##### Passage provided #####

Testing boundary conditoins

- I am not sure what happend... but this is what I did for last push

SimPEG/Tests/test_boundaryPoisson.py

@@ -169,7 +169,333 @@ class Test2D_InhomogeneousDirichlet(OrderTest):
         self.myTest = 'xcJ'
         self.orderTest()
 
+class Test1D_InhomogeneousNeumann(OrderTest):
+    name = "1D - Neumann"
+    meshTypes = MESHTYPES
+    meshDimension = 1
+    expectedOrders = 2
+    meshSizes = [4, 8, 16, 32, 64, 128]
 
+    def getError(self):
+        #Test function
+        phi = lambda x: np.sin(np.pi*x)
+        j_fun = lambda x: np.pi*np.cos(np.pi*x)
+        q_fun = lambda x: -(np.pi**2)*np.sin(np.pi*x)

#####

→ **Exercise task a**:
Answer these about the boundary test code:
(i) What file path is given for the changes?
(ii) What value is assigned to name in the new Neumann test class?
(iii) Which mesh sizes does that class list?
The text and the records are separate, unrelated material.

##### Materials provided #####

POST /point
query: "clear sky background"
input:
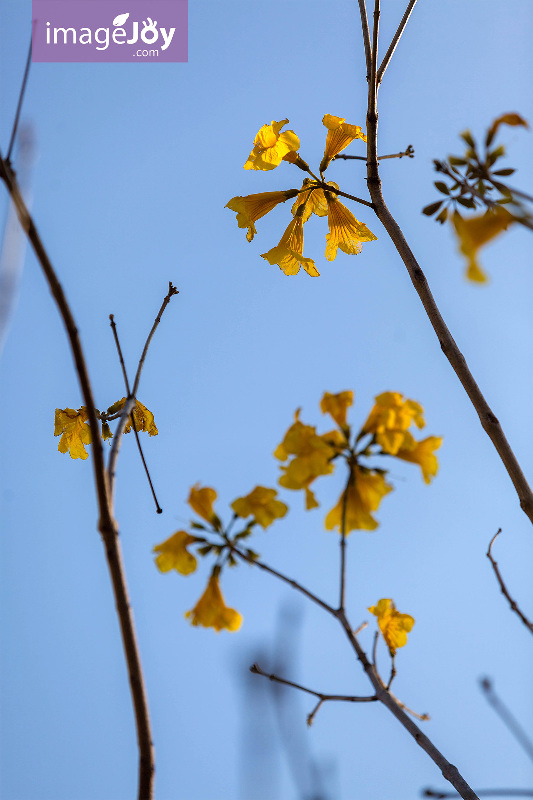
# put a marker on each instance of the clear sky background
(134, 166)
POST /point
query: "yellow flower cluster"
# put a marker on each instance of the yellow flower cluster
(393, 625)
(211, 611)
(271, 147)
(309, 455)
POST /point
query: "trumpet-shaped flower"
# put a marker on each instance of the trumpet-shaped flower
(270, 146)
(423, 454)
(311, 200)
(288, 254)
(211, 612)
(344, 230)
(312, 456)
(173, 554)
(337, 406)
(475, 232)
(364, 493)
(393, 625)
(201, 500)
(340, 135)
(75, 433)
(390, 419)
(261, 504)
(254, 206)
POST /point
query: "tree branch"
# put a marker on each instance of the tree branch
(395, 39)
(503, 587)
(106, 524)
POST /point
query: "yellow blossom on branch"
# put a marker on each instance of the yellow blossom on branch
(364, 493)
(254, 206)
(144, 419)
(340, 135)
(474, 233)
(345, 231)
(288, 254)
(311, 456)
(337, 406)
(270, 146)
(173, 554)
(75, 433)
(423, 454)
(211, 612)
(201, 500)
(393, 625)
(261, 504)
(390, 419)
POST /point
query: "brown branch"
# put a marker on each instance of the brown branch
(106, 524)
(159, 510)
(503, 587)
(395, 39)
(487, 418)
(323, 698)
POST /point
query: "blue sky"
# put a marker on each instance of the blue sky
(134, 166)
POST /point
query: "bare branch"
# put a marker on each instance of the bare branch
(106, 524)
(395, 39)
(508, 719)
(503, 587)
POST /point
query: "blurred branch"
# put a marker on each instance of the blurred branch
(512, 725)
(503, 587)
(106, 524)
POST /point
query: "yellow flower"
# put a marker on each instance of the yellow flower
(393, 625)
(423, 455)
(344, 230)
(337, 405)
(390, 419)
(254, 206)
(201, 501)
(363, 494)
(311, 201)
(173, 554)
(270, 146)
(288, 254)
(475, 232)
(144, 419)
(211, 612)
(340, 135)
(312, 457)
(75, 432)
(262, 505)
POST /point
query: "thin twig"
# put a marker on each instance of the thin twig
(159, 510)
(366, 36)
(395, 40)
(503, 587)
(19, 105)
(106, 524)
(171, 291)
(487, 418)
(284, 578)
(510, 722)
(409, 152)
(323, 698)
(481, 793)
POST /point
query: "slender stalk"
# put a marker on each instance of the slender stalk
(106, 524)
(503, 587)
(457, 361)
(395, 39)
(159, 510)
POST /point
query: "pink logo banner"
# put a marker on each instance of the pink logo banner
(107, 31)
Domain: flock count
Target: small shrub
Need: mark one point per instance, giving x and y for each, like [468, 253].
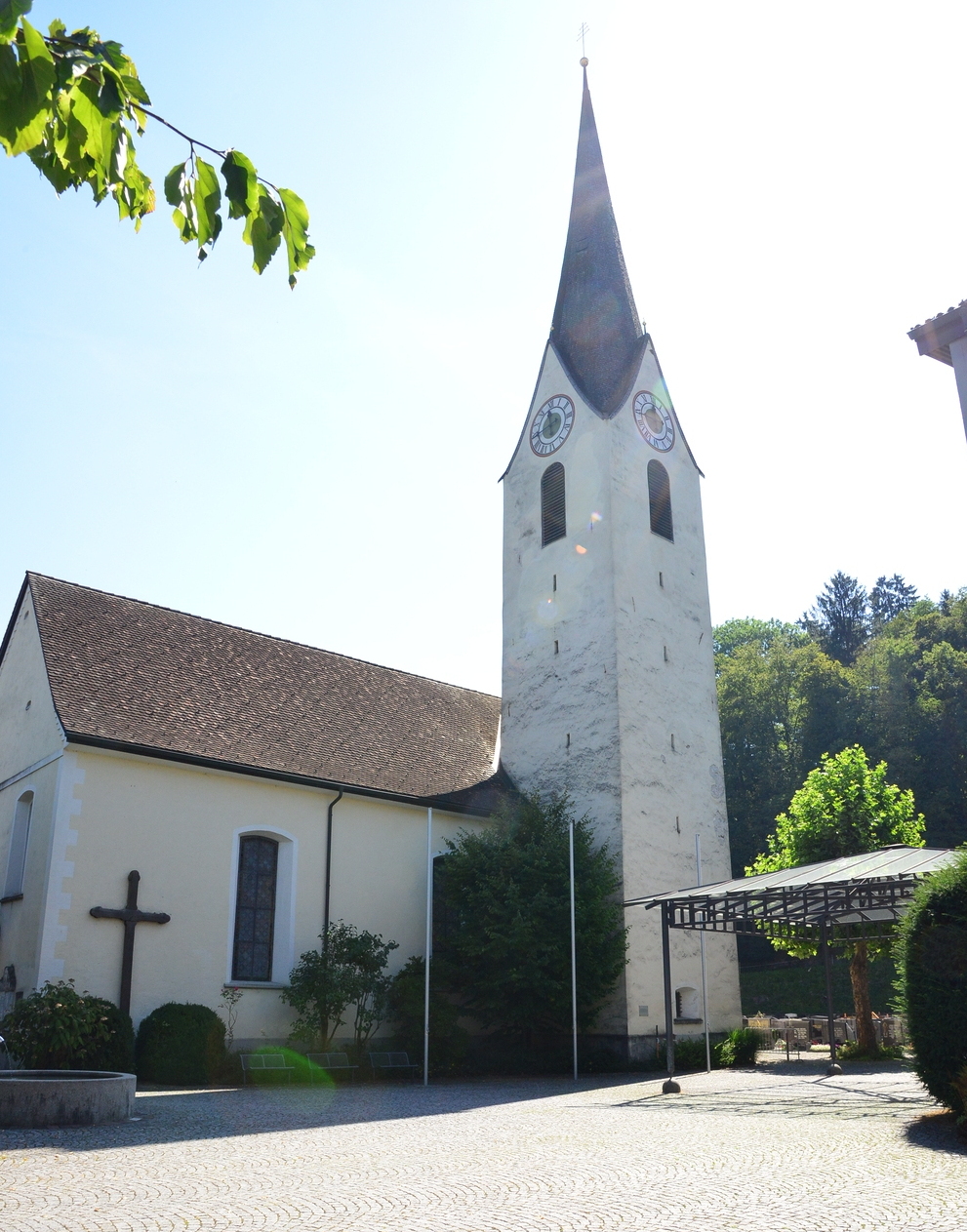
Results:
[932, 956]
[180, 1045]
[58, 1027]
[738, 1049]
[449, 1041]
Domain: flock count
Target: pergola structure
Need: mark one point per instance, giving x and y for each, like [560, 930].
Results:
[857, 897]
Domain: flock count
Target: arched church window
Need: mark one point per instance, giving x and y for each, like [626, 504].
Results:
[660, 500]
[553, 507]
[255, 908]
[17, 860]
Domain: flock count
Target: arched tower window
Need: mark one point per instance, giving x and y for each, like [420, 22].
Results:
[553, 507]
[255, 908]
[17, 860]
[660, 500]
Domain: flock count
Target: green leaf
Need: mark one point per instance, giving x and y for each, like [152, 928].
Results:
[26, 111]
[263, 229]
[295, 229]
[9, 74]
[10, 14]
[242, 185]
[174, 181]
[207, 204]
[179, 192]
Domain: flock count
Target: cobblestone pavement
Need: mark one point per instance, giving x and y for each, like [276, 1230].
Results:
[779, 1148]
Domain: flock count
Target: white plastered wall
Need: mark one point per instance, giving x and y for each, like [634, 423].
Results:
[633, 666]
[31, 743]
[179, 827]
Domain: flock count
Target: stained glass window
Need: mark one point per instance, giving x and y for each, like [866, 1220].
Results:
[255, 908]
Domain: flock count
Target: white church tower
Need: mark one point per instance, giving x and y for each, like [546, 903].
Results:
[609, 678]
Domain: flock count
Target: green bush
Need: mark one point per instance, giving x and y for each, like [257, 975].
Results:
[738, 1049]
[449, 1041]
[180, 1045]
[851, 1051]
[58, 1027]
[932, 956]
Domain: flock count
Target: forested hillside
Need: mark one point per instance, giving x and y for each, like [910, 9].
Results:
[885, 669]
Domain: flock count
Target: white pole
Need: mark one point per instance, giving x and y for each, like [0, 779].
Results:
[428, 942]
[701, 950]
[573, 951]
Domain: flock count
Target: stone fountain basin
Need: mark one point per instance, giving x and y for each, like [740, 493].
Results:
[34, 1097]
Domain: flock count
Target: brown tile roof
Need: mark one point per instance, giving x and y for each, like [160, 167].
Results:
[130, 673]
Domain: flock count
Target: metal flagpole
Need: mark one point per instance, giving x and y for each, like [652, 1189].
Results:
[428, 942]
[573, 951]
[701, 950]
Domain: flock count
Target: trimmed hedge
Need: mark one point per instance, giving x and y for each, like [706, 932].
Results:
[932, 955]
[180, 1045]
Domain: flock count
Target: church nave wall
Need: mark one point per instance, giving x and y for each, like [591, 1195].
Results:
[180, 827]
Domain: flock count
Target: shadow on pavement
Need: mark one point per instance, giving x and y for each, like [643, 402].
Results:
[937, 1132]
[193, 1115]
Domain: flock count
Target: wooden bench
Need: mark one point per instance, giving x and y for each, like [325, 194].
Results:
[333, 1063]
[388, 1062]
[261, 1062]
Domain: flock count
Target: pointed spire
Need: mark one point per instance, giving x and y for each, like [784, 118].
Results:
[595, 331]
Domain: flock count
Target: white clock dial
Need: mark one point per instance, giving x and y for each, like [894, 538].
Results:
[552, 424]
[654, 421]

#####

→ **Exercise task b**:
Filter the records, copying out every line that contains the string "tower".

→ **Full response a**:
(i) SimPEG/Tests/test_boundaryPoisson.py
(ii) "1D - Neumann"
(iii) 4, 8, 16, 32, 64, 128

→ **Full response b**:
Target: arched tower window
Target: white church tower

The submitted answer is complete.